## BEGIN Exercise input

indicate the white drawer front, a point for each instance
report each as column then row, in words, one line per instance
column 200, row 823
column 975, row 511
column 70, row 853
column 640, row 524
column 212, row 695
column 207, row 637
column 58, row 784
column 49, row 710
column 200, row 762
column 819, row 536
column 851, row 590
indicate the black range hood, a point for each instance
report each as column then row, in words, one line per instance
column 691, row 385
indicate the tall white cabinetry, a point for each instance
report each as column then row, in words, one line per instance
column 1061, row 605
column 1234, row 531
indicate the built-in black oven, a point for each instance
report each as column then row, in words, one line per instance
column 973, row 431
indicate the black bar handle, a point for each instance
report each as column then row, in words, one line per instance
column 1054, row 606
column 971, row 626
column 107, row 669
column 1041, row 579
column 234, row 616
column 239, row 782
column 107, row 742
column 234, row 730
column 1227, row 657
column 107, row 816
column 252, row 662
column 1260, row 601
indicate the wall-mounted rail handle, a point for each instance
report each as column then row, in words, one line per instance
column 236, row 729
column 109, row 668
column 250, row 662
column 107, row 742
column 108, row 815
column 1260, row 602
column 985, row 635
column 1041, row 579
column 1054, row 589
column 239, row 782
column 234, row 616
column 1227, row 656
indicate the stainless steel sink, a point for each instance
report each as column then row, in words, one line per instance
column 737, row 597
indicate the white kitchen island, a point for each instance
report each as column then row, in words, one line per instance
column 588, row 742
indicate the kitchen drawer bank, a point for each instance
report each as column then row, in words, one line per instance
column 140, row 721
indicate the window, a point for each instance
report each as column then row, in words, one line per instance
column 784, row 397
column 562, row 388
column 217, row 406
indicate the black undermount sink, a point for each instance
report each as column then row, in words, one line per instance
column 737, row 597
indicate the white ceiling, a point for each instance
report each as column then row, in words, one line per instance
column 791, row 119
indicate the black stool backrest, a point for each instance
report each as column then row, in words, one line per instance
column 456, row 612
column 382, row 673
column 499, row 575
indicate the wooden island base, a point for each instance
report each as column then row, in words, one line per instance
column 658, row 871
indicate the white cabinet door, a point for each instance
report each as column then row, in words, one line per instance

## END Exercise input

Reproduce, unchanged, the part of the data above that opens with the line containing "indicate the wall-mounted" and closes with the line containing "column 499, row 575", including both of those lines. Output nothing else.

Solution for this task:
indicate the wall-mounted rail handle, a point for each instance
report each as column then row, in words, one line per instance
column 236, row 729
column 109, row 668
column 250, row 662
column 107, row 742
column 108, row 815
column 1260, row 602
column 985, row 635
column 1041, row 579
column 1054, row 589
column 239, row 782
column 234, row 616
column 1227, row 656
indicate the stainless steel sink, a point for each instance
report each as column then row, in words, one line per instance
column 737, row 597
indicate the white kitchen island, a point for each instance
report each as column then row, in words, one line per instance
column 588, row 742
indicate the kitchen drawer bank, a point for each instance
report each as column then row, in words, one line per instance
column 140, row 721
indicate the window, a point for each instance
report each as column then row, in words, one line per instance
column 784, row 397
column 562, row 388
column 217, row 406
indicate the black undermount sink, a point for each instance
report each as column then row, in words, one line per instance
column 737, row 597
indicate the white ceiling, a point for each instance
report each as column then row, in words, one line per instance
column 791, row 119
indicate the black stool backrest, a point for each instance
report each as column then row, in words, one line per instance
column 456, row 612
column 382, row 673
column 499, row 575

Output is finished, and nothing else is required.